# CONSIGNE 1:
D'après l'entretien avec Sundee Bedaysee, pour quelle raison a-t-elle tenu à parler avec son fils avant de poser sa candidature à la présidence de l'aile féminine ? Répondez en une à trois phrases.
# CONSIGNE 2:
Prolongez l'entretien avec Sundee Bedaysee en reprenant juste après sa dernière phrase.

# TEXTE EXTRAIT:
= = = = = = =

Après cette analyse de la situation politique qui prouve que Sundee Bedaysee a bien suivi les cours de son leader, passons à la question qui fâche. Celle qui fait partie de la réflexion politique, mais dont on ne parle jamais. En tout cas pas en public : l’importance de l’appartenance ethno castéiste en politique. Le fait que votre prénom soit Sundee, que vous portiez le saree et faites partie d’une caste bien précise est un avantage pour faire de la politique au MMM ? La réponse vient après une longue hésitation. « C’est un fait que l’appartenance ethnique joue un rôle dans la politique mauricienne. Mais je ne suis pas sûre que cela soit un avantage ou soit suffisant. Pour avancer, il faut travailler, faire ses preuves pour pouvoir gravir les échelons au MMM. Je ne suis pas qu’une femme qui porte un sari ! » Vous êtes aussi une femme divorcée. Est-ce que cela est un handicap pour faire de la politique ? « C’est ma situation et je ne l’ai jamais caché. J’ai toujours dit que j’avais 48 ans et j’étais une mère de famille. On ne m’a jamais questionné sur le fait que je sois divorcée parce sans doute la société a évolué sur ce sujet, heureusement. On se préoccupe plus de savoir si je peux apporter quelque chose qu’à mon statut matrimonial. » Et ce fils, comment prend-il le fait que sa mère fasse de la politique active ? « Il est un peu habitué dans la mesure où je fais de la politique active depuis bien avant sa naissance. Il est d’ailleurs venu m’aider pour les dernières élections générales. Avant de poser ma candidature pour le poste de présidente de l’aile féminine, j’ai eu une discussion avec lui, surtout qu’il va entamer sa dernière année du secondaire. Il m’a donné son accord. C’est également le cas de ma famille qui m’a toujours soutenue dans mes prises de décisions. » Est-ce que le fils de la présidente de l’aile féminine mauve s’intéresse à la politique ? « Comme tous les jeunes de son âge, mon fils me dit que la politique ne l’intéresse pas. Que les politiciens sont dépassés, à commencer par moi. Ce qui ne l’empêche pas de suivre l’évolution de la situation, de se tenir au courant, de discuter avec ses amis — surtout sur internet —, de donner son avis et même de me contester parfois. »

= = = = = = =

[Entrées stockées du jeu de données]
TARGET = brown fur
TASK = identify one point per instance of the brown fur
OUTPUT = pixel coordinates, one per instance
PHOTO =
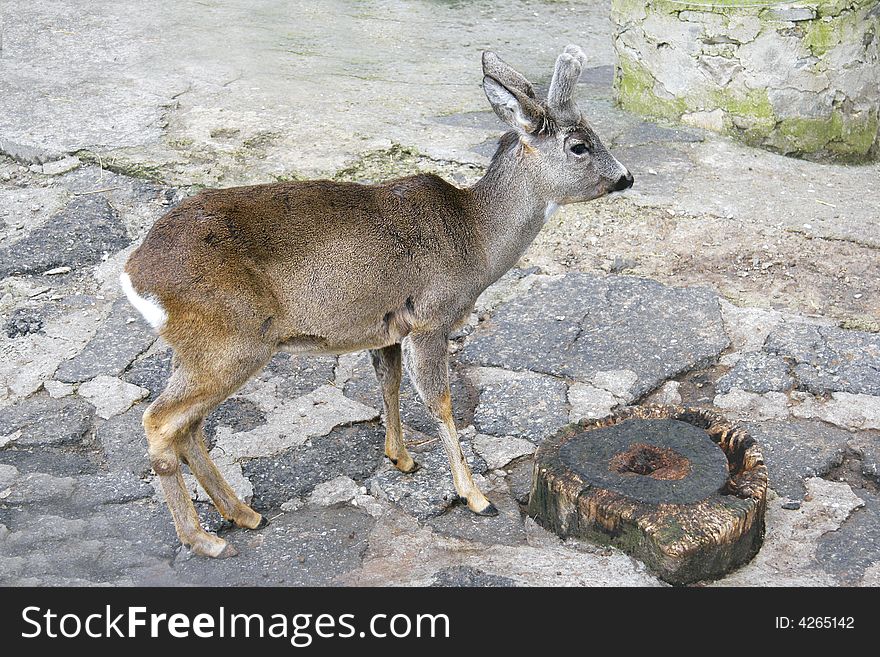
(328, 267)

= = = = = = =

# RÉPONSE RÉDIGÉE 1:
Elle a voulu en discuter avec lui avant de se présenter, d'autant plus que son fils allait entamer sa dernière année du secondaire. Il lui a ensuite donné son accord.

# RÉPONSE RÉDIGÉE 2:
La présidente de l’aile féminine est, de facto, membre du BP.  Elle a donc un ticket assuré aux prochaines élections ? « Tous les membres du BP ne sont pas automatiquement assurés d’un ticket, comme vous le dites, avec un peu de méchanceté. Il faut mériter ce ticket, faire ses preuves, travailler pour cela. » Un peu de méchanceté pour terminer ce portrait : est-ce que finalement le poste de présidente de l’aile féminine du MMM n’est pas un poste décoratif, juste pour dire que le MMM est un parti féministe ? « Je ne suis pas une vase à fleurs, un objet décoratif en politique ! Je trouve injuste qu’on pose toujours ce genre de question à une femme qui fait de la politique. Pourquoi est-ce qu’on ne demande jamais si un homme a été élu ou nommé à un poste juste pour faire de la figuration ? Juste pour faire jolie sur la photo, comme on le dit des femmes. Vous voyez : il y a beaucoup de travail à faire pour changer la perception que l’on a des femmes en politique à Maurice ! C’est une des tâches de la commission des femmes du MMM. »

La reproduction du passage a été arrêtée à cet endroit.